Problem details
Show every line of the material that follows in which the word "truck" occurs.
---------- Given entries
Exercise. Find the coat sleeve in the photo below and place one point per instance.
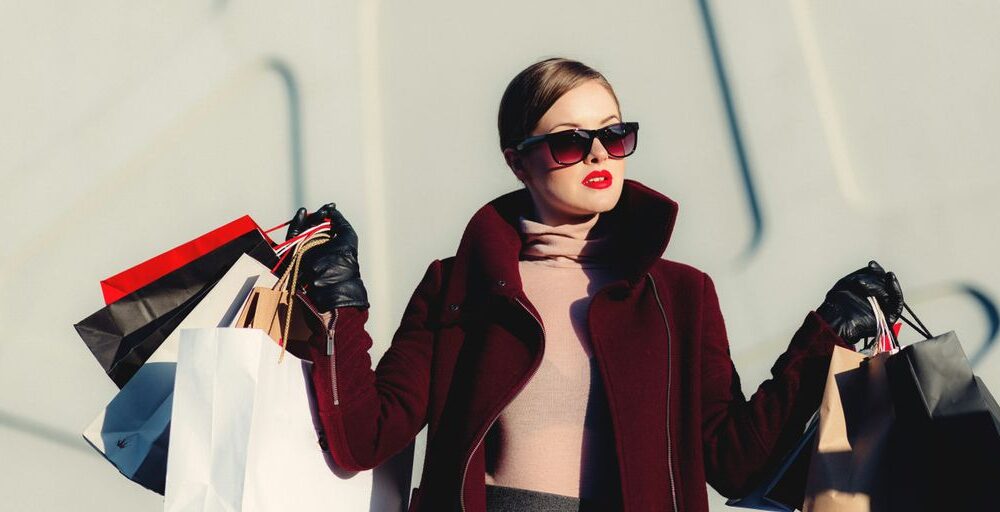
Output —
--------------------
---------- Given entries
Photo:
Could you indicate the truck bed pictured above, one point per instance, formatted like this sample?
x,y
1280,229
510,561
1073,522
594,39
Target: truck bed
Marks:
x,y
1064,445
--------------------
Answer for this exercise
Could you indicate the truck bed pictured above, one point per instance, formatted like this sample?
Target: truck bed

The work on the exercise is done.